▶ **TASK DESCRIPTION**
Can you echo every line from the one containing "[detect] semi truck" down to the one containing "top-left (0, 147), bottom-right (17, 156)", both included, without any changes and leaving out the pictures?

▶ **MATERIAL PROVIDED**
— START —
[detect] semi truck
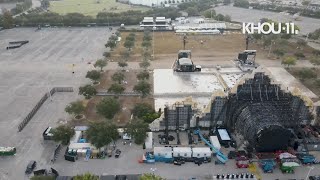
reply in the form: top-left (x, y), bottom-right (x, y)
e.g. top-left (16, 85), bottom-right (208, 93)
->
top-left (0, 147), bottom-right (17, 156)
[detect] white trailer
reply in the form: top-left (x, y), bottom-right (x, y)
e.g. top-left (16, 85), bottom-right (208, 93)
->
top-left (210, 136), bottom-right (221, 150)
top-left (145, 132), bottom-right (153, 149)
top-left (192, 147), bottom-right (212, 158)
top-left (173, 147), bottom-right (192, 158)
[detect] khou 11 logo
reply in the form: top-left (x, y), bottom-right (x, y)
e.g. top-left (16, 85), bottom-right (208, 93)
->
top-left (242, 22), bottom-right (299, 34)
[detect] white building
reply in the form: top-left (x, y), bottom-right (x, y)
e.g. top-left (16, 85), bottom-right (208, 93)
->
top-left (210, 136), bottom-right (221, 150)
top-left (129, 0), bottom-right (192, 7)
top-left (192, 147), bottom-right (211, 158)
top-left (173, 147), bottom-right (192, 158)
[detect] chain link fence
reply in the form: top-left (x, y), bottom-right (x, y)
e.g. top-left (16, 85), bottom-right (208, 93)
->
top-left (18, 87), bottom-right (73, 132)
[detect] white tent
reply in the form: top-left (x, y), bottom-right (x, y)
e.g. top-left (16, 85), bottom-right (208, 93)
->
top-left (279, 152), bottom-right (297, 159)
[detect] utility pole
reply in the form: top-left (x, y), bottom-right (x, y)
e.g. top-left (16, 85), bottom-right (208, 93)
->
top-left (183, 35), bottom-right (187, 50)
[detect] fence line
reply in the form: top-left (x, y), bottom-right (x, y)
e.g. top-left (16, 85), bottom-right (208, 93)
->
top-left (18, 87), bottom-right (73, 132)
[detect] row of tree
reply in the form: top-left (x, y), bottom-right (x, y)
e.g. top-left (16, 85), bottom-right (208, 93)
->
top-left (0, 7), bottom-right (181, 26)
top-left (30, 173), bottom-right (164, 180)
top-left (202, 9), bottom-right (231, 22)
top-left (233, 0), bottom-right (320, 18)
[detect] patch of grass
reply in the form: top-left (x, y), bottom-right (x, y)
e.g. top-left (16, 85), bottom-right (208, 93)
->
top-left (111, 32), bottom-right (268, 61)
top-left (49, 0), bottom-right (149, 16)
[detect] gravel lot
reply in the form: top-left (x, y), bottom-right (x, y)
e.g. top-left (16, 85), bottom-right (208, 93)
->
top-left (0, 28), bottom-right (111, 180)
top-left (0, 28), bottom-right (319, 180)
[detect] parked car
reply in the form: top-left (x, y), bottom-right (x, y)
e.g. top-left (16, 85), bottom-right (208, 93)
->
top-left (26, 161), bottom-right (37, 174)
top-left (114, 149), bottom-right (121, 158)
— END —
— START —
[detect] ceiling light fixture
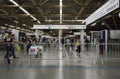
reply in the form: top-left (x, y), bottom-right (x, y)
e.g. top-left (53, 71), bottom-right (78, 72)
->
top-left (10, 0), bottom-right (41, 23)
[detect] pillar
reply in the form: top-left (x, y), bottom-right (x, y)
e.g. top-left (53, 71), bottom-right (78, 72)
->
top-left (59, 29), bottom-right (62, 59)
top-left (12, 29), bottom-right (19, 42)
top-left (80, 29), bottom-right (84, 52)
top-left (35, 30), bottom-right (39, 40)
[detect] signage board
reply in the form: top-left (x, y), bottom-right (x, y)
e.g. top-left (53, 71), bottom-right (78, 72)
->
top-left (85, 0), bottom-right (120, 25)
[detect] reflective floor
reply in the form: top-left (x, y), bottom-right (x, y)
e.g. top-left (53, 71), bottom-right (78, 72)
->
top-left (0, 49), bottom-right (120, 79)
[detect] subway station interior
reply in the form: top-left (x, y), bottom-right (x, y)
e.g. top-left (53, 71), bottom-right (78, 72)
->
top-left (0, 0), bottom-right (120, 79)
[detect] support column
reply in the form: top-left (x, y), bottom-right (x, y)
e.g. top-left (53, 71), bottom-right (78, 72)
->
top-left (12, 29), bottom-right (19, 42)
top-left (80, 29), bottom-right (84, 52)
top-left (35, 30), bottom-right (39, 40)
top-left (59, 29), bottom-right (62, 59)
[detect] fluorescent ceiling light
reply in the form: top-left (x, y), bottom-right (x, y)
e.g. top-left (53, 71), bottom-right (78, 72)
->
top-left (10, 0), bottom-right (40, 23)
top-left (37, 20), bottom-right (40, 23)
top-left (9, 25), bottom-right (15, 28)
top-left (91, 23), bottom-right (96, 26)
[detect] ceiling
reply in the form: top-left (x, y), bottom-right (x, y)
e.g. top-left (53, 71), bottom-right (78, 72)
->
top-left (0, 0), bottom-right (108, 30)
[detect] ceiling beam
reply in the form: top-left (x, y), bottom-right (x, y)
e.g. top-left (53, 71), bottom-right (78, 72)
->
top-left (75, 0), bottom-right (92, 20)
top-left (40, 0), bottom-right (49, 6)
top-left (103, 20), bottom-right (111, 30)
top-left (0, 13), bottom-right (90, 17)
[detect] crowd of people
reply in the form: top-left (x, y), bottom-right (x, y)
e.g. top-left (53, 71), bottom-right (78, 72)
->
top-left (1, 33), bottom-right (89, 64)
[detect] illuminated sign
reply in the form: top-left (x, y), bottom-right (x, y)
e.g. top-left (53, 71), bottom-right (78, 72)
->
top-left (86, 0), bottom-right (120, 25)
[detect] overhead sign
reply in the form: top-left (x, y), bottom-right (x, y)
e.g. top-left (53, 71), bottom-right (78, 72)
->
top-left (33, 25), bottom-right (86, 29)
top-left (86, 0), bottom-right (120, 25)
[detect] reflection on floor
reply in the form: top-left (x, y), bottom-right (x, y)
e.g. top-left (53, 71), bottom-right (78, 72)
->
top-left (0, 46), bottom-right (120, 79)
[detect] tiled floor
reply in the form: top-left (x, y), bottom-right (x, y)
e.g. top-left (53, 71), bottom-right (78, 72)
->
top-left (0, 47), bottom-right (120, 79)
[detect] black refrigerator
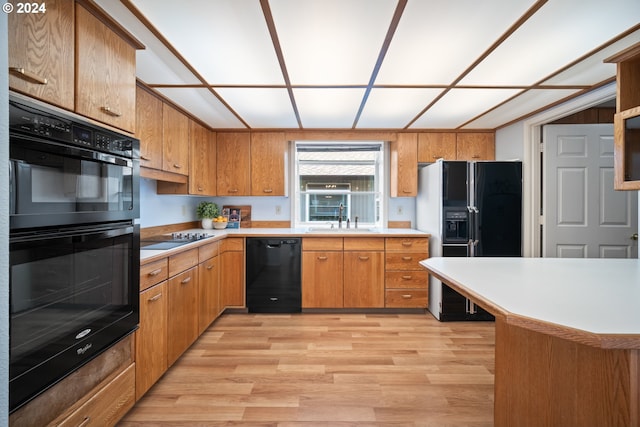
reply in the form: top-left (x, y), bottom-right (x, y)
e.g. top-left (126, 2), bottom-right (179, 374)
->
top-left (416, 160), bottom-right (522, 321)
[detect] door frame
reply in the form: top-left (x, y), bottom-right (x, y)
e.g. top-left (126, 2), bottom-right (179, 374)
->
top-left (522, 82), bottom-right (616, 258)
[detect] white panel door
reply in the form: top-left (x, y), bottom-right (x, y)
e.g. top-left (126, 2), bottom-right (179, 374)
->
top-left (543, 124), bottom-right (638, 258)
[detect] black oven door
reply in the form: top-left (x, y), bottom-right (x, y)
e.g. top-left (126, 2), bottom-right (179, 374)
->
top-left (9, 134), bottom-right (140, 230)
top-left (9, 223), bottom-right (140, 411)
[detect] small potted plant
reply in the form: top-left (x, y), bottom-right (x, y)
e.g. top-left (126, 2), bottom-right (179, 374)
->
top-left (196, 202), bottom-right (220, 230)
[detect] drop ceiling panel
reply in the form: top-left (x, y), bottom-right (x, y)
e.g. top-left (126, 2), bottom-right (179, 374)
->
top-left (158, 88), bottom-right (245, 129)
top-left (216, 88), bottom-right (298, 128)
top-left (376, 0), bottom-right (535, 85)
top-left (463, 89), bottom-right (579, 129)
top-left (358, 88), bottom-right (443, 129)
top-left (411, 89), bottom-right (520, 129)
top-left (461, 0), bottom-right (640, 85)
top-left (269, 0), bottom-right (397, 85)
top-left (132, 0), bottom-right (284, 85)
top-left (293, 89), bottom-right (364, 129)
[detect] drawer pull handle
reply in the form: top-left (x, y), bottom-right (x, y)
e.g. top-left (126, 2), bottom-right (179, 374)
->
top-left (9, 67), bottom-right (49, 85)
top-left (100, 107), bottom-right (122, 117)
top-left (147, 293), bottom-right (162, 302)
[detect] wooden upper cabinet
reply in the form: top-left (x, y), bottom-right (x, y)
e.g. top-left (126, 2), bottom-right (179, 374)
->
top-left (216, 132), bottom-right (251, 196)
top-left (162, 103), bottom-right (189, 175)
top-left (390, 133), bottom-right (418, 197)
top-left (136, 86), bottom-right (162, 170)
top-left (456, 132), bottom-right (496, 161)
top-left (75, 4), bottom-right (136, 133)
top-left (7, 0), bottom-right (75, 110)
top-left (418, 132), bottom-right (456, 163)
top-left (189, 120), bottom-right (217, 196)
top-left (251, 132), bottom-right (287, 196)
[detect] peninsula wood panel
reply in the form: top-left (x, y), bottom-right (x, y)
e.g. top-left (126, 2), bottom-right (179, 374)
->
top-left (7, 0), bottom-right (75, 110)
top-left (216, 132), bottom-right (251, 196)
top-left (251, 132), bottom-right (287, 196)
— END —
▶ **THE OUTPUT**
[detect] semi truck
reply in the form: top-left (x, y), bottom-right (x, y)
e.g. top-left (16, 85), bottom-right (208, 93)
->
top-left (0, 147), bottom-right (17, 156)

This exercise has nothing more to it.